- **To do**
Rewrite the stretch of items from the line containing "Pick out the beetroot" through the line containing "<point>1463,641</point>", swapping every "beetroot" for "radish" and keeping everything else the same. Omit the pictures from your answer.

>> BEGIN Entries supplied

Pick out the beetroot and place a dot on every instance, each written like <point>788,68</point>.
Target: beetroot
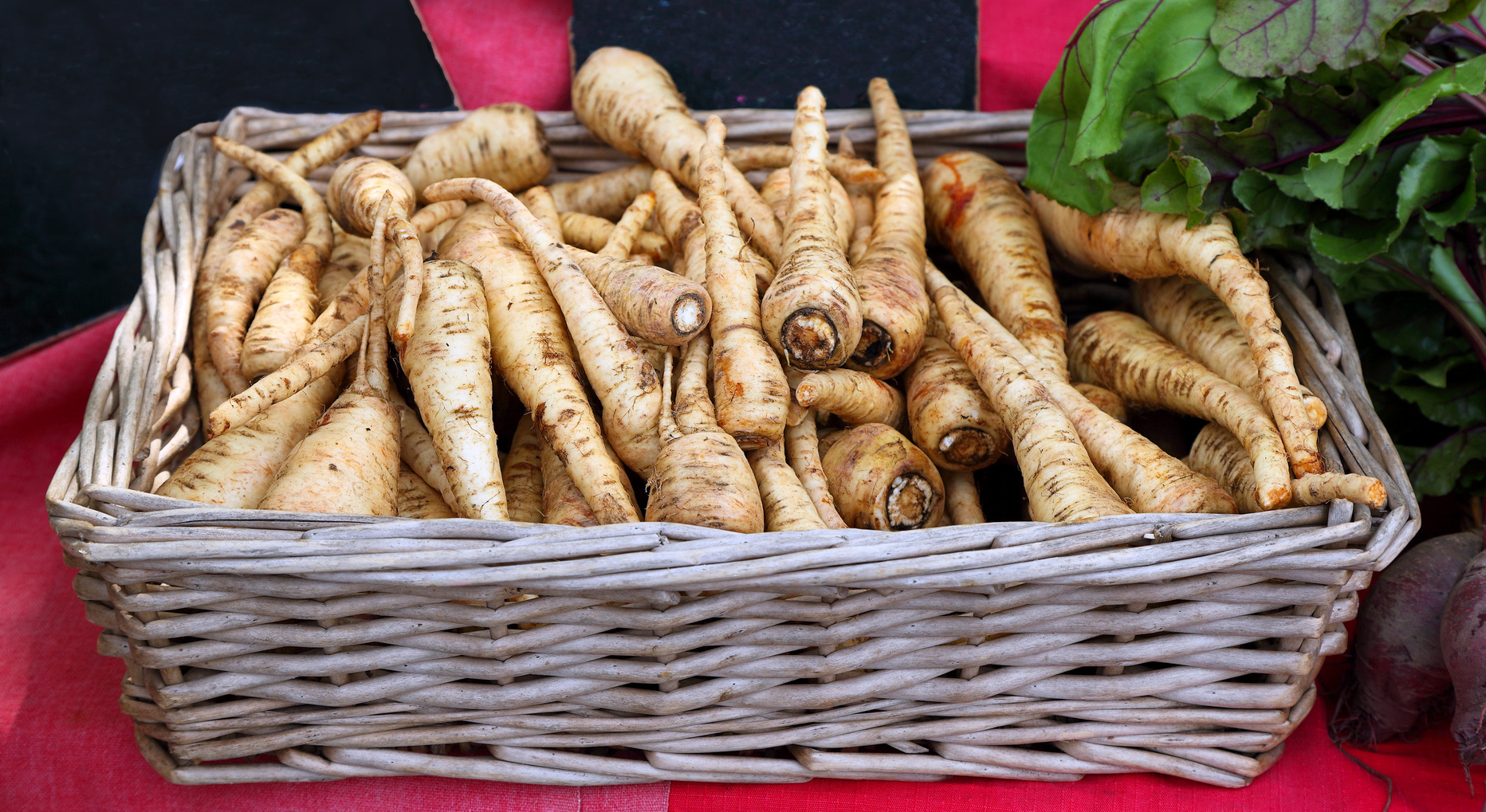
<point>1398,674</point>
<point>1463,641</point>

>> END Entries supplied
>> BEGIN Entries supplied

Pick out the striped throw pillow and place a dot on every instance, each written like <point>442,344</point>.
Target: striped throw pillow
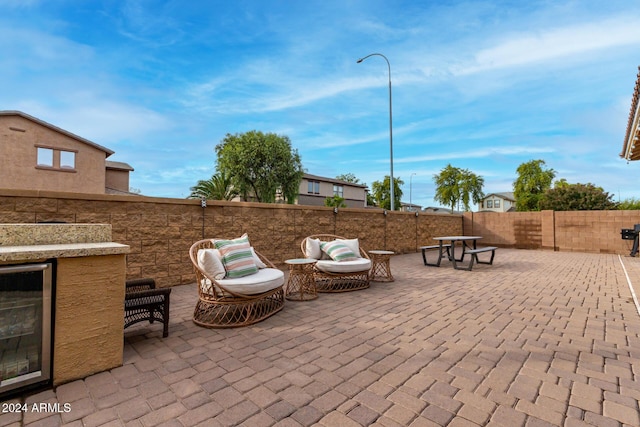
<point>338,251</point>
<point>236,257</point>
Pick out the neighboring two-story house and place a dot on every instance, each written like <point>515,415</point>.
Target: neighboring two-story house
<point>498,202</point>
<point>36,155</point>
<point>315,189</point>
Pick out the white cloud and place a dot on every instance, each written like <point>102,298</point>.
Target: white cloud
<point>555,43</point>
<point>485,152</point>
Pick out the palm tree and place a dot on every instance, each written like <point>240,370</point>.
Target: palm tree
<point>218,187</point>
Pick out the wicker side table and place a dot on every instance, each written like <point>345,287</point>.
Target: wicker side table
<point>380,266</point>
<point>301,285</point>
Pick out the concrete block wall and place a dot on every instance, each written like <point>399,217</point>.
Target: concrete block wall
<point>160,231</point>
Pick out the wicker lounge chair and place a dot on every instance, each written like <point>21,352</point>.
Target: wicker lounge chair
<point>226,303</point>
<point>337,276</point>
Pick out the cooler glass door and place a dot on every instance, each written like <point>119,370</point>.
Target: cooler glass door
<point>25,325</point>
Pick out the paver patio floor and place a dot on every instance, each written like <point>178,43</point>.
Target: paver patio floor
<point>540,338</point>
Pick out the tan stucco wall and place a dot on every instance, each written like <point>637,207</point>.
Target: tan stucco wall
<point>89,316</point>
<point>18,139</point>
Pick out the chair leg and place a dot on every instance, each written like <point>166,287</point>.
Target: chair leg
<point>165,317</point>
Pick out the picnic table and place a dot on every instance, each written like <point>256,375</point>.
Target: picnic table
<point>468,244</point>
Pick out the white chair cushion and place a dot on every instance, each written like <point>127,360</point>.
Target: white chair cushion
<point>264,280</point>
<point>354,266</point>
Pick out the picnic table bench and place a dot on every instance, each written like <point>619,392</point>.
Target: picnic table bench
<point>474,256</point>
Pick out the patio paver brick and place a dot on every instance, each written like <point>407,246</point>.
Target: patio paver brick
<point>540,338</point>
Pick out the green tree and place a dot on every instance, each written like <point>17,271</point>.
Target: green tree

>> END Entries supplied

- **Full response**
Pick out the radish and place a dot on every instance, each written like <point>788,68</point>.
Target: radish
<point>1398,674</point>
<point>1463,641</point>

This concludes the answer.